REQUIREMENT -> Please render the material below as a two-column CSV with the header instruction,points. Give one row for each instruction, paired with its points, with each value in a single quoted field and line breaks replaced by spaces, and leave out the pictures.

::: EXTRACTED DATA :::

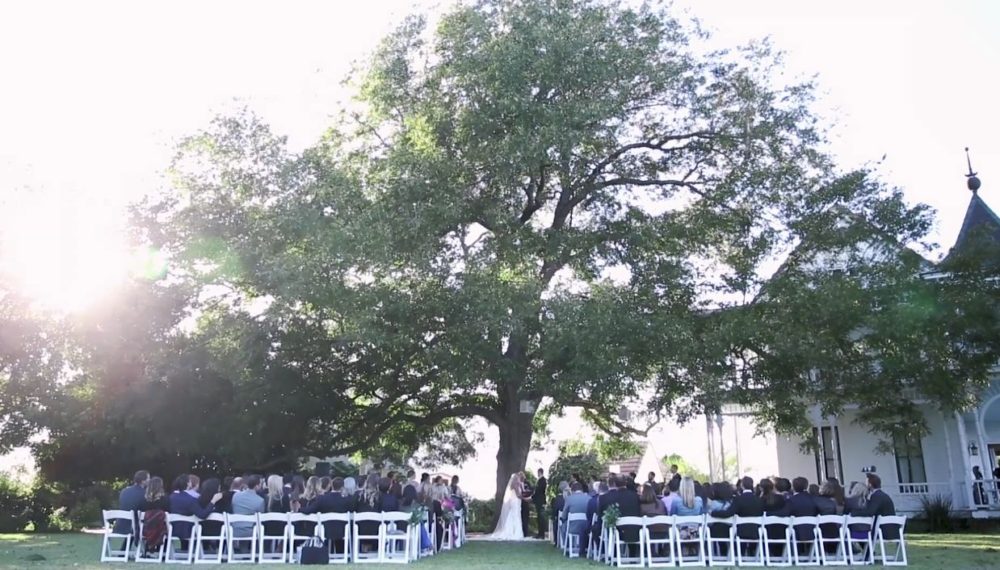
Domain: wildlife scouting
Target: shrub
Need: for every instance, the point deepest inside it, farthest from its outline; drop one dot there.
(936, 510)
(15, 505)
(481, 515)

:::

SOLUTION FOR THIS EXERCISE ->
instruction,points
"Domain: wildlife scouting Target: shrub Need: for every instance, the point deepest inside it, farthest from its outline; drop one dot there.","(936, 510) (15, 505) (481, 515)"